*REQUIRED ACTION*: Could you give back the whole listing exactly as written?

*PROVIDED MATERIAL*:
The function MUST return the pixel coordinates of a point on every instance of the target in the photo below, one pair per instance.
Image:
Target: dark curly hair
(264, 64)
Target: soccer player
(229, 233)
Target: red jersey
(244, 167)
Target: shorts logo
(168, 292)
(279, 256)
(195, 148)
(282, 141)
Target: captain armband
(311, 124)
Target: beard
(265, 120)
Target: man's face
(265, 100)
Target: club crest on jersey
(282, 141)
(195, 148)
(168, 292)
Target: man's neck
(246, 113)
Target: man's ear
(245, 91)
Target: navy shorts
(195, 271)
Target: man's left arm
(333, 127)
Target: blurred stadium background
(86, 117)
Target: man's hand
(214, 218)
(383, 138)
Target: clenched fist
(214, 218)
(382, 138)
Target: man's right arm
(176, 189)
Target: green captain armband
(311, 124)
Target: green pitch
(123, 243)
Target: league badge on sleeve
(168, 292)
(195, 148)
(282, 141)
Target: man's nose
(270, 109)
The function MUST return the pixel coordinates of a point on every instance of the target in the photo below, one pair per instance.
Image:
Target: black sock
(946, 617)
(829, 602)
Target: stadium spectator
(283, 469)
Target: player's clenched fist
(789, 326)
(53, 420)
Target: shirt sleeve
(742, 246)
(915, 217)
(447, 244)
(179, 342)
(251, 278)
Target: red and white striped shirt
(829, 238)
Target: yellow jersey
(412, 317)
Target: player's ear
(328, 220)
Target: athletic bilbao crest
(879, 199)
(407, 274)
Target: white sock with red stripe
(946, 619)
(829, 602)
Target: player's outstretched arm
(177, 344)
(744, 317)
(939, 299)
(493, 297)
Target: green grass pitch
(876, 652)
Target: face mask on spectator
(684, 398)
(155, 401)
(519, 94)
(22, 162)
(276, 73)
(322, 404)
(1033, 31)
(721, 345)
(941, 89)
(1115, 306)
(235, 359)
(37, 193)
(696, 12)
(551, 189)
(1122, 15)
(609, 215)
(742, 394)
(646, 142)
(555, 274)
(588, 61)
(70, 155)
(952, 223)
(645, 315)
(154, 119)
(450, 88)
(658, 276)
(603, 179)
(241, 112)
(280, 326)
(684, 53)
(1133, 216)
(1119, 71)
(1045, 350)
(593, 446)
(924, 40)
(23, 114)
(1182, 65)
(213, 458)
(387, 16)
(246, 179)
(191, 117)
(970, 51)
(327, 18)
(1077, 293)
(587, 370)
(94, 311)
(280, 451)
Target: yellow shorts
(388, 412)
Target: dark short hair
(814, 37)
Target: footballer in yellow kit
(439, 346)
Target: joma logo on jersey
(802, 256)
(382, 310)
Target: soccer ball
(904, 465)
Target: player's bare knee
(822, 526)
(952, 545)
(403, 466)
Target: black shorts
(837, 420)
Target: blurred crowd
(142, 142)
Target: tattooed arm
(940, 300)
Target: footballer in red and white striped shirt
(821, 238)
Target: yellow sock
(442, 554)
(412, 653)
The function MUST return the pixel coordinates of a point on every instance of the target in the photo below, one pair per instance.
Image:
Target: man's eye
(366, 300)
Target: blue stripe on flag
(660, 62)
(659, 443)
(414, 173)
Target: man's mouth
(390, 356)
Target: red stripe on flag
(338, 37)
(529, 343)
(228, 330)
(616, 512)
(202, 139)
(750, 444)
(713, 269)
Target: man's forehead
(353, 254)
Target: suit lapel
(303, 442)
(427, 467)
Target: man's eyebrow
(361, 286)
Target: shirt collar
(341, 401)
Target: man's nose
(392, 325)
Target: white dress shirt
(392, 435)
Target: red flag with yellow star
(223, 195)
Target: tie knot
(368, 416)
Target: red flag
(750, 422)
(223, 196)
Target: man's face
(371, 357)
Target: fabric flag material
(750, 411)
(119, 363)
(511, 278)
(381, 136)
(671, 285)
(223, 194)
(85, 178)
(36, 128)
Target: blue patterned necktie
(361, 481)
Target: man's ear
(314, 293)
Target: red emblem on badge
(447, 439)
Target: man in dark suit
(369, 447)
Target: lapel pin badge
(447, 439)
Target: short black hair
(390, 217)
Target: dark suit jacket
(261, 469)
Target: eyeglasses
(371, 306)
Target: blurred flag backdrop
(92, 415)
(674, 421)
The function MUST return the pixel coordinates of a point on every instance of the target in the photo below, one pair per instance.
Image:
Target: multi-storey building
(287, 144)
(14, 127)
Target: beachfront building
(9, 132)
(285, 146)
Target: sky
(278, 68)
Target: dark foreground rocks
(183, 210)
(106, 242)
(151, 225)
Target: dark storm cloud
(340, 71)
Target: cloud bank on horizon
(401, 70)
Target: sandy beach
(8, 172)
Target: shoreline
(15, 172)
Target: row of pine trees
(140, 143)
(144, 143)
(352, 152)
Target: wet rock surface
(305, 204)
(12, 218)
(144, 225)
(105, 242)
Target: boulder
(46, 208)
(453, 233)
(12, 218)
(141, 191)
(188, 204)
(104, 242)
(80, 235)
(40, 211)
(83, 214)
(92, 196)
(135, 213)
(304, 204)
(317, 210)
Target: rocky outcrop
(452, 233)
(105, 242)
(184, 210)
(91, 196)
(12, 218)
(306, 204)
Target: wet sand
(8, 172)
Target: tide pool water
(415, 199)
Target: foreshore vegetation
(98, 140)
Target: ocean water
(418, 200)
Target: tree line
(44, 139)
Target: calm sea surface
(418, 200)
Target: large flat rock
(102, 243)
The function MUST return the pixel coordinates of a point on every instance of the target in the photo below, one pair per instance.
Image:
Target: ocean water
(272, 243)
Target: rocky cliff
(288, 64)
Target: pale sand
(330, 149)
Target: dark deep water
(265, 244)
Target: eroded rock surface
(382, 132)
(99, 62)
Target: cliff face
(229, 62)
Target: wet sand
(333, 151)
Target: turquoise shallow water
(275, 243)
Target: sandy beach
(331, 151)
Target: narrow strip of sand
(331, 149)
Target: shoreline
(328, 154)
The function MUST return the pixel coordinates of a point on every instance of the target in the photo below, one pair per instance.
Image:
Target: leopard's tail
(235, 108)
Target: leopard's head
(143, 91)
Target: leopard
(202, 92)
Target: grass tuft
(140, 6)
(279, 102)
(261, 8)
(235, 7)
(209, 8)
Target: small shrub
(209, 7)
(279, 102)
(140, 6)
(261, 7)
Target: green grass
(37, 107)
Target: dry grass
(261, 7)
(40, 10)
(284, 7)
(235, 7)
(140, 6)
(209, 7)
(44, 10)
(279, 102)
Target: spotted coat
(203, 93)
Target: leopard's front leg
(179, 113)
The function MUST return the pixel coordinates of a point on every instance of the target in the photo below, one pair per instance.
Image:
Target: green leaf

*RESULT OF THE EXERCISE*:
The function MUST return the pixel coordinates of a point on every instance of the target in the photo below, one pair per instance.
Image:
Target: dark curly hair
(264, 64)
Target: soccer player
(229, 233)
Target: red jersey
(244, 167)
Target: shorts logo
(168, 292)
(279, 256)
(195, 148)
(282, 141)
Target: captain armband
(311, 124)
Target: beard
(265, 120)
Target: man's face
(265, 100)
Target: club crest on jersey
(282, 141)
(195, 148)
(168, 292)
Target: man's neck
(246, 113)
Target: man's ear
(245, 91)
Target: navy shorts
(195, 271)
Target: man's left arm
(333, 127)
Target: blurred stadium background
(86, 117)
Target: man's hand
(214, 218)
(383, 138)
Target: clenched fist
(214, 218)
(382, 138)
Target: man's right arm
(176, 189)
Target: green captain armband
(311, 124)
Target: green pitch
(123, 243)
Target: league badge on sleeve
(168, 292)
(195, 148)
(282, 141)
Target: man's nose
(270, 109)
The function MUST return the pixel coordinates of a point on every instance of the target in the photo below, one pair per instance.
Image:
Target: black sock
(946, 617)
(829, 602)
Target: stadium spectator
(283, 469)
Target: player's clenched fist
(789, 326)
(53, 420)
Target: shirt sleeve
(742, 246)
(915, 217)
(447, 244)
(179, 342)
(251, 278)
Target: red and white striped shirt
(829, 238)
Target: yellow jersey
(412, 317)
Target: player's ear
(328, 220)
Target: athletic bilbao crest
(879, 199)
(407, 274)
Target: white sock with red stripe
(946, 619)
(829, 602)
Target: player's outstretched arm
(177, 344)
(744, 317)
(939, 299)
(493, 297)
Target: green grass pitch
(876, 652)
Target: face mask on spectator
(684, 398)
(155, 401)
(519, 94)
(22, 162)
(276, 73)
(322, 404)
(1033, 31)
(721, 345)
(941, 89)
(1115, 306)
(235, 359)
(37, 193)
(696, 12)
(551, 189)
(1122, 15)
(609, 215)
(742, 394)
(646, 142)
(555, 274)
(588, 61)
(70, 155)
(952, 223)
(645, 315)
(154, 119)
(450, 88)
(658, 276)
(603, 179)
(241, 112)
(280, 326)
(684, 53)
(1133, 216)
(1119, 71)
(1045, 350)
(593, 446)
(924, 40)
(23, 114)
(1182, 65)
(213, 458)
(387, 16)
(246, 179)
(191, 117)
(970, 51)
(327, 18)
(1077, 293)
(587, 370)
(94, 311)
(280, 451)
Target: yellow shorts
(388, 412)
Target: dark short hair
(814, 37)
Target: footballer in yellow kit
(439, 346)
Target: joma logo on jersey
(802, 256)
(382, 310)
Target: soccer ball
(904, 465)
Target: player's bare knee
(822, 526)
(952, 545)
(403, 466)
Target: black shorts
(837, 420)
Target: blurred crowd
(142, 142)
Target: tattooed arm
(940, 300)
Target: footballer in red and white striped shirt
(821, 238)
Target: yellow sock
(442, 554)
(412, 653)
The function MUST return the pixel coordinates of a point on every instance of the target in the photo below, one pair per instance.
Image:
Target: man's eye
(366, 300)
Target: blue stripe on flag
(660, 62)
(659, 443)
(414, 173)
Target: man's mouth
(390, 356)
Target: red stripe on flag
(338, 37)
(529, 343)
(228, 330)
(616, 512)
(202, 139)
(750, 444)
(713, 269)
Target: man's forehead
(353, 254)
Target: suit lapel
(303, 442)
(427, 467)
Target: man's eyebrow
(361, 286)
Target: shirt collar
(341, 401)
Target: man's nose
(392, 325)
Target: white dress shirt
(392, 435)
Target: red flag with yellow star
(223, 195)
Target: tie knot
(368, 416)
Target: red flag
(750, 422)
(223, 196)
Target: man's face
(371, 357)
Target: fabric flag material
(750, 411)
(119, 363)
(511, 278)
(381, 136)
(671, 285)
(223, 194)
(85, 178)
(36, 128)
Target: blue patterned necktie
(361, 481)
Target: man's ear
(314, 293)
Target: red emblem on badge
(447, 439)
Target: man in dark suit
(369, 447)
Target: lapel pin badge
(447, 439)
Target: short black hair
(390, 217)
Target: dark suit jacket
(261, 469)
Target: eyeglasses
(371, 306)
Target: blurred flag backdrop
(92, 415)
(674, 421)
The function MUST return the pixel coordinates of a point on every instance of the target in the photo below, one pair per instance.
Image:
Target: multi-storey building
(287, 144)
(14, 127)
Target: beachfront building
(9, 132)
(285, 146)
Target: sky
(278, 68)
Target: dark foreground rocks
(183, 210)
(106, 242)
(151, 225)
Target: dark storm cloud
(340, 71)
Target: cloud bank on horizon
(401, 70)
Target: sandy beach
(8, 172)
Target: shoreline
(15, 172)
Target: row of pine trees
(140, 143)
(144, 143)
(352, 152)
Target: wet rock surface
(305, 204)
(12, 218)
(144, 225)
(105, 242)
Target: boulder
(46, 208)
(453, 233)
(12, 218)
(141, 191)
(188, 204)
(104, 242)
(80, 235)
(40, 211)
(83, 214)
(92, 196)
(135, 213)
(304, 204)
(317, 210)
Target: rocky outcrop
(452, 233)
(105, 242)
(184, 210)
(91, 196)
(12, 218)
(306, 204)
Target: wet sand
(8, 172)
Target: tide pool water
(415, 199)
Target: foreshore vegetation
(98, 140)
Target: ocean water
(418, 200)
Target: tree line
(44, 139)
Target: calm sea surface
(418, 200)
Target: large flat rock
(102, 243)
The function MUST return the pixel coordinates of a point on every instance of the target in the photo below, one pair per instance.
Image:
Target: ocean water
(272, 243)
Target: rocky cliff
(288, 64)
Target: pale sand
(330, 149)
Target: dark deep water
(265, 244)
Target: eroded rock surface
(382, 132)
(99, 62)
Target: cliff face
(229, 62)
Target: wet sand
(333, 151)
Target: turquoise shallow water
(275, 243)
Target: sandy beach
(331, 151)
Target: narrow strip of sand
(331, 149)
Target: shoreline
(328, 154)
The function MUST return the pixel coordinates of a point on every instance of the target in the photo below, one pair per instance.
Image:
Target: leopard's tail
(235, 108)
Target: leopard's head
(143, 91)
Target: leopard
(202, 92)
Target: grass tuft
(140, 6)
(279, 102)
(261, 8)
(235, 7)
(209, 8)
Target: small shrub
(209, 7)
(279, 102)
(140, 6)
(261, 7)
Target: green grass
(37, 107)
Target: dry grass
(261, 7)
(40, 10)
(284, 7)
(235, 7)
(140, 6)
(209, 7)
(44, 10)
(279, 102)
Target: spotted coat
(203, 93)
Target: leopard's front leg
(179, 113)
The function MUST return the pixel coordinates of a point on every instance of the target in the photo below, one pair per instance.
Image:
Target: green leaf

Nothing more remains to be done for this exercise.